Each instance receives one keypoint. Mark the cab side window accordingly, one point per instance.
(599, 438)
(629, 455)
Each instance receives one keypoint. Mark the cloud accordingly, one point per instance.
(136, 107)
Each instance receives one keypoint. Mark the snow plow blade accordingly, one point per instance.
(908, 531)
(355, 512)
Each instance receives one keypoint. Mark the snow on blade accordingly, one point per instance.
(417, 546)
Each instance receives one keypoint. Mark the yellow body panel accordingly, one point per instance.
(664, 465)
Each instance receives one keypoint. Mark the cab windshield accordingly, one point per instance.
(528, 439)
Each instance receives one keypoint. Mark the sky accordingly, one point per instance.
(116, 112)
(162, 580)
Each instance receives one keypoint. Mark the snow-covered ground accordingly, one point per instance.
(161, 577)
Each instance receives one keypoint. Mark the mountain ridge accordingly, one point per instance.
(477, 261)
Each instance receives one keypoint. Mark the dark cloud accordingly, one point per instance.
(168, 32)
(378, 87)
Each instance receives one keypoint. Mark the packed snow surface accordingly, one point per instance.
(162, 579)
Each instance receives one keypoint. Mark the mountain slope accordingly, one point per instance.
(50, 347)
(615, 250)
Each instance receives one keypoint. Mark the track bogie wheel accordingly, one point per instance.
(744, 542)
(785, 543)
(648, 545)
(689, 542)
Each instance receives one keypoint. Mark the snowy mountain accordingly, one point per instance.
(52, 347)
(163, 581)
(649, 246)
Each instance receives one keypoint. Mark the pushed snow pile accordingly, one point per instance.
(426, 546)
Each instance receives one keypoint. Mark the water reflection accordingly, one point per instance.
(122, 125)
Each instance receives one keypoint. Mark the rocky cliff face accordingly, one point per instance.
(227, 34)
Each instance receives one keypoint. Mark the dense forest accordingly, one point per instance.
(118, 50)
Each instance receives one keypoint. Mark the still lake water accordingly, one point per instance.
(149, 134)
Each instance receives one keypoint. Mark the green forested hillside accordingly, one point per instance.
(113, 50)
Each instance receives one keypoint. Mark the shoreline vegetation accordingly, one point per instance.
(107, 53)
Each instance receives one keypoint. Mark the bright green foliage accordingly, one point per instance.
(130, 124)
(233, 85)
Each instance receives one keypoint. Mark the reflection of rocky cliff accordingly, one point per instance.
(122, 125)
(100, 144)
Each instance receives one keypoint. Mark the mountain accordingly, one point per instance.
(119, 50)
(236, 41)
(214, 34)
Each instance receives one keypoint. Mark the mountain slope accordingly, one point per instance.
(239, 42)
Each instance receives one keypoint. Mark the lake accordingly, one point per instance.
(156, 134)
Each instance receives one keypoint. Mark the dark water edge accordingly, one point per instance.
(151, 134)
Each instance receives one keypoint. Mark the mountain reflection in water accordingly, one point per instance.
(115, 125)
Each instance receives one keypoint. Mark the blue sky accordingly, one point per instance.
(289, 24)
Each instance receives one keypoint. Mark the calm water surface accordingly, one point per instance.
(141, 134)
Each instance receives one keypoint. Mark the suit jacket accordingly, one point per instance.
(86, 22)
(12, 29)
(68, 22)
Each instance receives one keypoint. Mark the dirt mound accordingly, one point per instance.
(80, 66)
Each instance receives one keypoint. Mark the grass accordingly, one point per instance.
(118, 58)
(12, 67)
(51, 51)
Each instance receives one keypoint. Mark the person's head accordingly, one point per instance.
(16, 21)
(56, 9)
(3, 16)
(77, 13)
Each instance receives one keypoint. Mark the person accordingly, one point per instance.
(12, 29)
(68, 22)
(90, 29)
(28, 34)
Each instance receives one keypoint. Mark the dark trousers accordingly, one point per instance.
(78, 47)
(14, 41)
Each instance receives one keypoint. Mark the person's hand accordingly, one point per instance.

▶ **Problem details**
Each line of the listing should be reproduced without any alteration.

▶ **Task output**
Each instance receives one keypoint. Mark the cab side window accordingly, one point per instance.
(599, 438)
(629, 455)
Each instance receives one keypoint. Mark the cloud accordingly, one point per instance.
(136, 107)
Each instance receives one keypoint. Mark the snow plow blade accordingly, one point per instance.
(908, 531)
(355, 512)
Each instance receives one keypoint. Mark the snow on blade accordingly, one point per instance.
(417, 546)
Each instance receives one keypoint. Mark the yellow body panel accordingly, one point per instance.
(664, 465)
Each instance receives one keypoint. Mark the cab windshield accordingly, one point per instance.
(528, 439)
Each instance receives one keypoint. Mark the sky accordingly, one point per instance.
(116, 112)
(162, 580)
Each instance receives one keypoint. Mark the snow-covered ground accordingly, one point per instance.
(161, 577)
Each instance receives one keypoint. Mark the mountain ridge accordingly, one point per instance.
(477, 261)
Each instance receives one keypoint. Mark the dark cloud accordingly, one point per instance.
(168, 32)
(378, 87)
Each instance receives one keypoint. Mark the packed snow surface accordingly, one point per instance.
(162, 579)
Each instance receives one keypoint. Mark the mountain slope accordingly, one point per instance.
(50, 347)
(615, 250)
Each instance receives one keypoint. Mark the track bogie wheel accordingly, one point per instance.
(744, 542)
(785, 543)
(648, 545)
(689, 542)
Each instance receives one keypoint. Mark the snowy mountain accordingly, one point per instance.
(52, 347)
(163, 581)
(649, 246)
Each instance receives one keypoint. Mark the pushed snow pile accordingly, one point per instance.
(426, 546)
Each instance receives one keypoint. Mark the water reflection accordingly, one point per instance.
(122, 125)
Each instance receives one keypoint. Mark the rocky cliff face accordingly, one point per instance.
(227, 34)
Each instance receives one keypoint. Mark the dense forest accordingly, one point per instance.
(118, 50)
Each instance receives one keypoint. Mark the still lake water accordingly, one point per instance.
(149, 134)
Each instance receives one keypoint. Mark the green forested hillside accordingly, one point per instance.
(113, 50)
Each instance receives one keypoint. Mark the shoreline vegetation accordingly, one point per instance.
(107, 53)
Each instance receives one keypoint. Mark the bright green foliage accordingly, one point per instance.
(130, 124)
(233, 85)
Each instance receives one keypoint. Mark the reflection of rocky cliff accordingly, one point per instance.
(122, 125)
(100, 144)
Each instance receives one keypoint. Mark the mountain accordingly, one point per instance.
(119, 50)
(236, 41)
(214, 34)
Each instance receives one keypoint. Mark the mountain slope accordingly, one point per instance.
(239, 42)
Each instance receives one keypoint. Mark the lake accordingly, one point per instance.
(156, 134)
Each instance receives one keypoint. Mark the dark water edge accordingly, one point per instance.
(151, 134)
Each instance receives one keypoint. Mark the mountain reflection in water accordingly, one point per instance.
(115, 125)
Each instance receives one keypoint. Mark the blue sky accordingly, one point per instance.
(289, 24)
Each instance receives one keypoint. Mark the calm water surface accordingly, one point per instance.
(141, 134)
Each instance receives one keypoint. Mark the suit jacket accordingly, one point per instance.
(86, 22)
(12, 29)
(68, 22)
Each instance receives one keypoint. Mark the dirt mound accordingly, one point per instance.
(80, 66)
Each instance receives one keypoint. Mark the grass accordingly, one point per instance.
(118, 58)
(12, 67)
(51, 51)
Each instance receives one keypoint. Mark the person's head accordingly, one point per instance.
(16, 21)
(56, 9)
(3, 16)
(77, 13)
Each instance receives one keypoint. Mark the person accordingly, one point per instance.
(12, 29)
(68, 22)
(90, 29)
(28, 34)
Each instance receives one keypoint. Mark the dark trousers accordingly, one point per instance.
(78, 47)
(14, 41)
Each instance receives one keypoint. Mark the person's hand accordingly, one point per instance.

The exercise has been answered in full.